→ MATERIAL PROVIDED
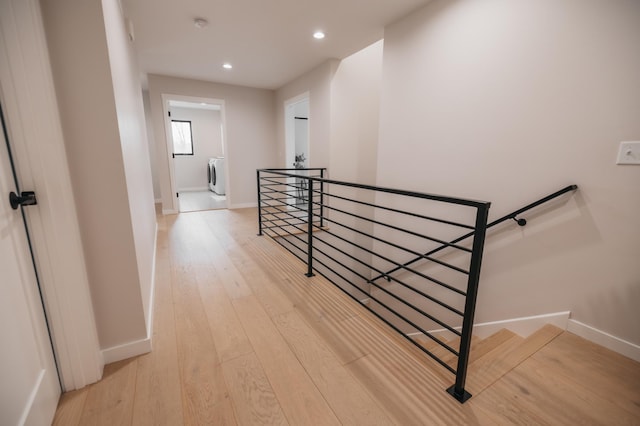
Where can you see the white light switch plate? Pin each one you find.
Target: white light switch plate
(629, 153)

==

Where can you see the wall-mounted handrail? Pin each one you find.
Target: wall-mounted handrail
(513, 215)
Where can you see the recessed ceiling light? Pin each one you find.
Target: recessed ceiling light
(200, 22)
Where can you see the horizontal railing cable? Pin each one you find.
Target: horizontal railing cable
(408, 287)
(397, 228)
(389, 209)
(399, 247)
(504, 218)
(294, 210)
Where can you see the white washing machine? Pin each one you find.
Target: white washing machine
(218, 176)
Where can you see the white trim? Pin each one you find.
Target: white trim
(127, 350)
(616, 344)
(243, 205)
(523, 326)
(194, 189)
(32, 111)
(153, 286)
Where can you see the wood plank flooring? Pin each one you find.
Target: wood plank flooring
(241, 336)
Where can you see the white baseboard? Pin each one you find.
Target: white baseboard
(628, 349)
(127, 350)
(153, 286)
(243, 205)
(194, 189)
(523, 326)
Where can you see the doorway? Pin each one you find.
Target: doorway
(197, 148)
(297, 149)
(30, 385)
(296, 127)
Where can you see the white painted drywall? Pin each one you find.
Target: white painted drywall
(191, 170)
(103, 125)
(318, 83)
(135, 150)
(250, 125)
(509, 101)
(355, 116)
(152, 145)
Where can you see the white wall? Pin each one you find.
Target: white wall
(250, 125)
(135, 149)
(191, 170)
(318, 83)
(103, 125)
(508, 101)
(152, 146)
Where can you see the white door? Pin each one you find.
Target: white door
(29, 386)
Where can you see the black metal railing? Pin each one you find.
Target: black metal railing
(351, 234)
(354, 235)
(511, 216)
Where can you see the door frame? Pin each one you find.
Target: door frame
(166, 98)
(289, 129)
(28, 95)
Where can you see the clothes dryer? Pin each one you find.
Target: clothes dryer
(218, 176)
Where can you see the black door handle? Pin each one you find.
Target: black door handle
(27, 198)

...

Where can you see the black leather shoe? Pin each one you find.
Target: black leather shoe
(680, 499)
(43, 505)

→ JOB
How many lines of the listing above contain the string "horizontal"? Reply with the number alone.

→ SOLUTION TO THE EXERCISE
2